Document passage
** start **

The program described below is an adaptation of the tool *Hypatia*, initially developed in Portugal (http://www.hypatiamat.com/). Hipatia is a researcher-developed hypermedia program that was created to support the development of students' self-regulatory skills and the acquisition of specific math skills. Because of the nature of the tool, one of the goals of Hipatia is to improve students' motivation toward math. As it is designed, the teacher and the student can work with the application both from the computer and from the whiteboard; thus, it is an in-class tool meant to supplement and reinforce whole-class instruction. Hipatia was created and established in a web space (www.institutouria.es/hyp), making it accessible to both the students and faculty. In this space, there are different sections or links. First, there is a section concerning the content, which lists each of the topics offered (loca, angles, polygons, areas, etc.). Second, there is a specific section for calculating activities, working this skill in a fun way through games. Third, there are sections describing the project and sections which give visitors the opportunity to collaborate. The application can be run from the student's own computer (at home or at school), from the teacher, or from the interactive whiteboard.

In this regard, students using Hipatia follow a predetermined series of tasks. First, they are presented a concept through an example (thus activating prior knowledge); then they process the content, first with simple tasks and then with progressively more difficult tasks. The underlying concepts of these initial phases are learning to learn and selfregulatory enhancement planning. Once students have acquired the knowledge, they practice with different activities (i.e., "learning to do," or execution) and the program gives students immediate feedback once they complete the task; this component of the tool supports affective-motivational development as it is an immediate and contingent reinforcement (Cameron, Pierce, Banko, & Gear, 2005). Feedback makes learning more active, autonomous, reflective, and critical (Martínez-Berruezo & García-Varela, 2013).

After feedback, each topic includes a final summary that lists the main ideas learned, thus facilitating the process of self-evaluation and monitoring of learning. Some of the mathematical content includes loci, polygons, perimeter, area, and angles. To more clearly describe the sequencing of the instrument's content, one of the lessons (on angles) is described below. It is important to note that all the proposed content follows the same dynamics as shown below.

** end **

Given problem a
Count the lines in the records below that contain the string "shoe", and give only that number.

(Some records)
** start **

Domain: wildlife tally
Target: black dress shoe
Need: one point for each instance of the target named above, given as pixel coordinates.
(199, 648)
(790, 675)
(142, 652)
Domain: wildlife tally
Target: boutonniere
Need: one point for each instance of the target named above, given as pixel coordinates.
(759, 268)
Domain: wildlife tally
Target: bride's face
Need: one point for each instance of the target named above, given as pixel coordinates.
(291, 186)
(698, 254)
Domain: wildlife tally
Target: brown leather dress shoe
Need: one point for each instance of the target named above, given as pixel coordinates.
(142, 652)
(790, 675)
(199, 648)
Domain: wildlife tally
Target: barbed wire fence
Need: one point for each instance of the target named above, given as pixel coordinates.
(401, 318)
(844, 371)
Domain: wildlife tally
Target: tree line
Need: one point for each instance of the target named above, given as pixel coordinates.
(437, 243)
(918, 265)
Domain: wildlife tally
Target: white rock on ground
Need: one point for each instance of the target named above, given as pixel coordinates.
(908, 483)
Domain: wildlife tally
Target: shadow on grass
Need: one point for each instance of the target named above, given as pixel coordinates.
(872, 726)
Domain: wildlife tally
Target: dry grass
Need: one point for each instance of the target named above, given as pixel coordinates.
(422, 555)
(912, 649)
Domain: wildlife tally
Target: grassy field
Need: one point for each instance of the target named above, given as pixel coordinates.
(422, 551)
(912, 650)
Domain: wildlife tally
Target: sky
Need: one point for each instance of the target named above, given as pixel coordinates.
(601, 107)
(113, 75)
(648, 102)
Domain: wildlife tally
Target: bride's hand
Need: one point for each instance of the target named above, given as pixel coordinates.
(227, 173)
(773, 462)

** end **

Given problem b
For each statement, say whether it agrees with the passage on Hipatia. Answer yes or no, and quote the exact words of the passage that decide it.
(i) The tool was first developed in Portugal.
(ii) Each topic presents its final summary before students receive feedback.
(iii) The application can be run only from the interactive whiteboard.

Solution a
2

Solution b
(i) Yes: "initially developed in Portugal"
(ii) No: "After feedback, each topic includes a final summary"
(iii) No: "The application can be run from the student's own computer (at home or at school), from the teacher, or from the interactive whiteboard."